Copy out every one of the records below word for word, but leave the pictures out of your answer.

Input data:
◇ ◇ ◇
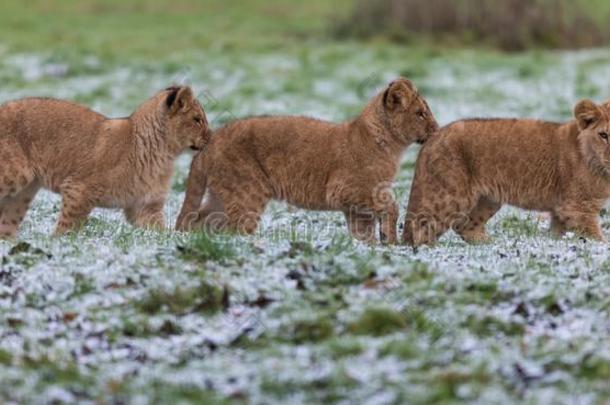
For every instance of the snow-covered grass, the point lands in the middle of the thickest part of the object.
(301, 313)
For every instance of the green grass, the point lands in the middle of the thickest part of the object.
(116, 29)
(300, 309)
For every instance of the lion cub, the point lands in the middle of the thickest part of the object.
(311, 164)
(93, 161)
(472, 168)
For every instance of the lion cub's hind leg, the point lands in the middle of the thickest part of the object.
(14, 208)
(435, 212)
(17, 189)
(472, 230)
(210, 217)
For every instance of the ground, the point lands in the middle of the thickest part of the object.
(300, 312)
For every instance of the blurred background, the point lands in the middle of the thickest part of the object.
(525, 319)
(470, 57)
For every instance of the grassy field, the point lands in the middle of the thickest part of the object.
(299, 313)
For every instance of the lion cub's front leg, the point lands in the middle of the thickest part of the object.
(76, 206)
(147, 215)
(388, 218)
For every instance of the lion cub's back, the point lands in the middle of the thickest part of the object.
(268, 136)
(511, 161)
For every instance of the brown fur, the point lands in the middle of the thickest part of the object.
(93, 161)
(465, 175)
(311, 164)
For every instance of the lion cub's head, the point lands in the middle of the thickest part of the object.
(594, 126)
(408, 116)
(187, 122)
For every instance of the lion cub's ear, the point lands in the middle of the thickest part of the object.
(179, 98)
(399, 94)
(587, 113)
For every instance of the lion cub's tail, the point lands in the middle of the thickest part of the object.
(195, 189)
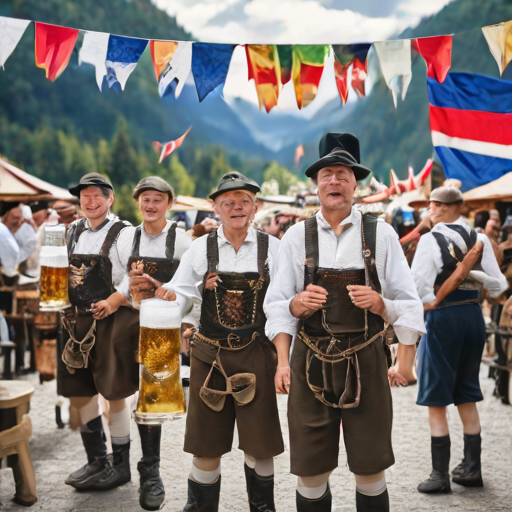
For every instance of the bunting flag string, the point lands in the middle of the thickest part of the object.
(264, 69)
(11, 31)
(54, 45)
(169, 147)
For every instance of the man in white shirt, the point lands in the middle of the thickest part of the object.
(339, 278)
(449, 355)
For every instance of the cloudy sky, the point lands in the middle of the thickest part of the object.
(294, 22)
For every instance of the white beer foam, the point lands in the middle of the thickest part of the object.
(160, 314)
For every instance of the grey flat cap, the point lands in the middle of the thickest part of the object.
(446, 195)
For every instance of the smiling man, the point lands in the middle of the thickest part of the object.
(340, 277)
(232, 363)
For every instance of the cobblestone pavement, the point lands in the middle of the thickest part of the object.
(56, 453)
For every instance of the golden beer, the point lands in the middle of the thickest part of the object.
(160, 394)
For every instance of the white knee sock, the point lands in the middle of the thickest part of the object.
(204, 477)
(263, 467)
(373, 489)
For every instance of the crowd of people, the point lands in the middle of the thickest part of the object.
(290, 304)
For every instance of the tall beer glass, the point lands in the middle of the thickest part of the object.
(53, 283)
(160, 393)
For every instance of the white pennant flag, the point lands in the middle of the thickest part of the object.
(395, 63)
(94, 51)
(11, 31)
(178, 68)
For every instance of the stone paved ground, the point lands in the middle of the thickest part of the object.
(58, 452)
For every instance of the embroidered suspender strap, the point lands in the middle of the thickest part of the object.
(212, 253)
(136, 242)
(370, 242)
(262, 239)
(311, 242)
(170, 242)
(111, 237)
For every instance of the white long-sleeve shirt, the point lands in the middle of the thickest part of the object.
(428, 264)
(187, 283)
(9, 251)
(403, 308)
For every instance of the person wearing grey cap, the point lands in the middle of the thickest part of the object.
(341, 277)
(98, 357)
(232, 363)
(449, 354)
(151, 254)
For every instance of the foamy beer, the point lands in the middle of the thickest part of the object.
(160, 394)
(53, 283)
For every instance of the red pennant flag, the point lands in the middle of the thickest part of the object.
(437, 52)
(54, 45)
(169, 147)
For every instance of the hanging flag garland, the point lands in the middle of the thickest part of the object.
(210, 64)
(11, 31)
(54, 45)
(264, 69)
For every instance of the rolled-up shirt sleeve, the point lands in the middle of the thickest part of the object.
(403, 307)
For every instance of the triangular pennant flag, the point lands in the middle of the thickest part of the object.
(94, 51)
(210, 64)
(395, 63)
(173, 72)
(285, 61)
(263, 65)
(437, 52)
(308, 66)
(499, 39)
(11, 30)
(54, 46)
(169, 147)
(123, 53)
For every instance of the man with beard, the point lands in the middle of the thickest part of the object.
(99, 356)
(232, 362)
(151, 253)
(340, 277)
(449, 355)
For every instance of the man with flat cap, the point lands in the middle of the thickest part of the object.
(449, 354)
(151, 254)
(232, 363)
(340, 278)
(99, 356)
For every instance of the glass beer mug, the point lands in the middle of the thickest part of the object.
(160, 393)
(53, 283)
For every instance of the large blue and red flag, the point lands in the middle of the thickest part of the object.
(471, 124)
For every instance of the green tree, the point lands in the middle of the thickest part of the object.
(282, 175)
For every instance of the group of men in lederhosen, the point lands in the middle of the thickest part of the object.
(333, 285)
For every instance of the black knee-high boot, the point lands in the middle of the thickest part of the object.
(379, 503)
(260, 490)
(323, 504)
(471, 471)
(203, 497)
(439, 480)
(94, 441)
(152, 492)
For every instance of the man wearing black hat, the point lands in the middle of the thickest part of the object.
(232, 363)
(151, 254)
(340, 278)
(449, 355)
(99, 356)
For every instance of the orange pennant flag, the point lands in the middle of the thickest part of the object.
(54, 45)
(169, 147)
(161, 53)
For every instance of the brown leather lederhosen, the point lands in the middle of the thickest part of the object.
(338, 349)
(109, 346)
(232, 333)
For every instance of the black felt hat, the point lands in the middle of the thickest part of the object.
(235, 181)
(93, 179)
(339, 149)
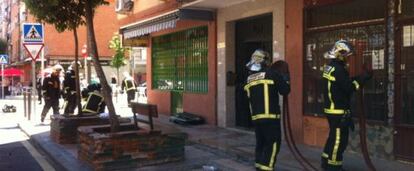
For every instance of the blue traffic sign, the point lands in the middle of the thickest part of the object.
(33, 33)
(4, 59)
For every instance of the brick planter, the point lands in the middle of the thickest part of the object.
(64, 130)
(129, 148)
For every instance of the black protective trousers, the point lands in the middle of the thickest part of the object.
(50, 103)
(336, 143)
(268, 139)
(70, 105)
(130, 95)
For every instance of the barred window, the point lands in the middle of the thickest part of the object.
(369, 42)
(406, 8)
(346, 12)
(180, 61)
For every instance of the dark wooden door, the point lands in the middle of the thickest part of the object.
(251, 34)
(404, 89)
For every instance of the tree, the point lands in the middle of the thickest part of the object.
(90, 5)
(68, 14)
(3, 46)
(64, 15)
(118, 60)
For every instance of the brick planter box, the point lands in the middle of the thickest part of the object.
(129, 148)
(64, 130)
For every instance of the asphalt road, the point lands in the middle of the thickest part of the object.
(16, 153)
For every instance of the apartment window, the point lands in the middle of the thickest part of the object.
(180, 61)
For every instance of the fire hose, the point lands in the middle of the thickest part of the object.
(362, 133)
(290, 141)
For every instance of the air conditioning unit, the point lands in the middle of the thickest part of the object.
(123, 6)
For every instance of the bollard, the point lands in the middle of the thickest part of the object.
(29, 104)
(24, 103)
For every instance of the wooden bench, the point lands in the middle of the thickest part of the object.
(149, 110)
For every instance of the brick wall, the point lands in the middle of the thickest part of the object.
◇ ◇ ◇
Answer for the task:
For every instance of the snow-covered grass, the point lands in the middle of the thickest part of the object.
(301, 313)
For every instance of the green grass, the point lands in the middle of the thickest part of the object.
(116, 29)
(300, 309)
For every instance of the lion cub, the point lands in the middle of the thickest part of the object.
(311, 164)
(93, 161)
(472, 168)
For every instance of the lion cub's hind leg, the point lands in the middle of the thickest part of the object.
(14, 208)
(435, 212)
(17, 189)
(472, 230)
(210, 217)
For every instance of the ground, the point lands in the middle of the thickest part of the object.
(300, 312)
For every instance of the blurred background, the point lands in the middle of the thickest part of the object.
(525, 319)
(470, 57)
For every instance of the grassy field, the point lands in the middle of the thickest part of the object.
(299, 313)
For every instance of the lion cub's front leg, the point lands in the middle of the thickest part of the object.
(76, 206)
(147, 215)
(388, 218)
For every instance of the lion cub's back, the point lands in the middle of the thickest part of the object.
(268, 136)
(511, 161)
For every instance of the brown fur, the point lands in the middle of the thickest part of the object.
(93, 161)
(465, 175)
(311, 164)
For every instance of the lion cub's head, the point lands in the middle of the thickest part of the object.
(594, 126)
(408, 116)
(187, 122)
For every instance of the lion cub's ear, the point lands in the middle of the thickest part of the object.
(179, 98)
(399, 94)
(587, 113)
For every instance of the lion cub's tail, the point lands in the middle of the thickest part of the object.
(195, 189)
For every instance of the bunting flag string, the point lands in the middle of the thickest part of the object.
(264, 69)
(11, 31)
(54, 45)
(169, 147)
For every instance of the man in white shirt, the point lands in the middle of the thickest part of the object.
(339, 278)
(449, 355)
For every instance of the cloudy sky, the point lands in the middle of the thickest part of the object.
(294, 22)
For every instance of the white beer foam, the point lands in the middle of the thickest part of the object.
(160, 314)
For every instance of the grey flat cap, the point lands in the middle of the thickest part of the object.
(446, 195)
For every instance of the smiling man, the point lands in the middle of the thickest part of the object.
(340, 277)
(232, 363)
For every instance of the cobblestone pavement, the point lands in the middle of the thickest part of the object.
(56, 453)
For every instance of the golden beer, the point lands in the middle of the thickest part of the object.
(160, 394)
For every instance of the white knee sock, the point lands in the middle of the thickest part of the object.
(204, 477)
(263, 467)
(373, 489)
For every instance of the crowd of people, the point lands in the middle of the thickest part of the object.
(290, 304)
For every instance of the tall beer glass, the point lands in the middle of the thickest part of the object.
(53, 283)
(160, 393)
For every instance of the white pennant flag, the point lands in the middle of the thickest part of the object.
(395, 63)
(94, 51)
(11, 31)
(178, 68)
For every instance of the stone paved ground, the point lands in the middle of the thickest part of the object.
(58, 452)
For every instance of the embroidered suspender strap, the point lands in the middle of the thickest part of the object.
(212, 253)
(136, 242)
(370, 242)
(262, 239)
(311, 242)
(170, 242)
(111, 237)
For every instance of the white long-sleeve shirt, the point lands in the middle of the thickest part of the object.
(428, 264)
(187, 283)
(9, 251)
(403, 308)
For every instance of the person wearing grey cap, the point lands in the middle of the thickest part of the object.
(341, 277)
(98, 357)
(232, 363)
(449, 354)
(151, 254)
For every instance of the foamy beer, the point lands in the middle of the thickest part of the object.
(160, 394)
(53, 283)
For every instance of the red pennant flag, the point lands in the middle of the thickest part of the object.
(437, 52)
(54, 45)
(169, 147)
For every instance of the hanging flag garland, the point lands in the middle of the thickest part of the object.
(210, 64)
(11, 31)
(54, 45)
(264, 69)
For every instance of the rolled-up shirt sleeve, the point lands in the middle of the thickest part of the object.
(403, 307)
For every instance of the triangular pennant flag, the point lands in the middle of the thickest part of the object.
(94, 51)
(210, 64)
(395, 63)
(173, 72)
(285, 61)
(263, 65)
(437, 52)
(308, 66)
(499, 39)
(11, 30)
(54, 46)
(169, 147)
(123, 53)
For every instance of the man with beard, the point lands in the middle of the thickest part of the object.
(99, 356)
(232, 362)
(151, 253)
(340, 277)
(449, 355)
For every instance of the man with flat cap, the point lands in the middle of the thickest part of the object.
(449, 354)
(151, 254)
(232, 363)
(340, 278)
(99, 356)
For every instance of the glass beer mug, the point lands in the middle of the thickest part of the object.
(160, 393)
(53, 283)
For every instance of the large blue and red flag, the point lands in the middle of the thickest part of the object.
(471, 124)
For every instance of the green tree, the point lands in the middle of the thickest part of the object.
(282, 175)
For every instance of the group of men in lederhosen, the point lands in the middle of the thickest part of the object.
(333, 285)
For every instance of the black knee-high boot, the point lands in the middle of the thickest part of the object.
(379, 503)
(260, 490)
(323, 504)
(471, 471)
(203, 497)
(439, 480)
(94, 441)
(152, 492)
For every instance of the man wearing black hat, the point lands in the middle of the thickest part of the object.
(232, 363)
(151, 254)
(340, 278)
(449, 355)
(99, 356)
For every instance of the orange pennant flag, the point lands in the middle of the thickest part of the object.
(54, 45)
(169, 147)
(161, 53)
For every instance of the brown leather lederhosen, the point lands in the middle of the thickest part of the object.
(338, 349)
(109, 346)
(232, 333)
For every instance of the black felt hat, the point lands in the middle of the thickest part of the object.
(235, 181)
(93, 179)
(339, 149)
For every instance of the blue traffic sign, the point lands in the middle of the thickest part of the object.
(33, 33)
(4, 59)
For every instance of the brick planter, the point lands in the middle of the thickest part of the object.
(64, 130)
(129, 148)
For every instance of the black protective trousers, the point lands in the middle of the thickest part of the object.
(50, 103)
(336, 143)
(268, 139)
(70, 105)
(130, 95)
For every instance of the barred window, the point lands in the middle of the thickest part of the object.
(369, 42)
(406, 8)
(346, 12)
(180, 61)
For every instance of the dark wooden door, the point lands in the middle of the thickest part of the object.
(251, 34)
(404, 89)
For every instance of the tree, the point lands in the middle of the thickest part of the object.
(90, 5)
(68, 14)
(3, 46)
(64, 15)
(118, 60)
For every instance of the brick planter box, the point lands in the middle of the thickest part of the object.
(129, 148)
(64, 130)
For every instance of the asphalt road, the point lands in the middle of the thickest part of the object.
(16, 153)
For every instance of the apartment window, the point lands in the middle of the thickest part of the object.
(180, 61)
For every instance of the fire hose, the point lands in the middle of the thickest part of the object.
(362, 133)
(290, 141)
For every instance of the air conditioning unit, the point lands in the middle of the thickest part of the object.
(123, 6)
For every instance of the bollard, the point lands in the middle of the thickest part of the object.
(29, 104)
(24, 103)
For every instance of the wooden bench, the point lands in the middle of the thickest part of the object.
(149, 110)
For every instance of the brick wall, the point lands in the middle of the thickest part of the object.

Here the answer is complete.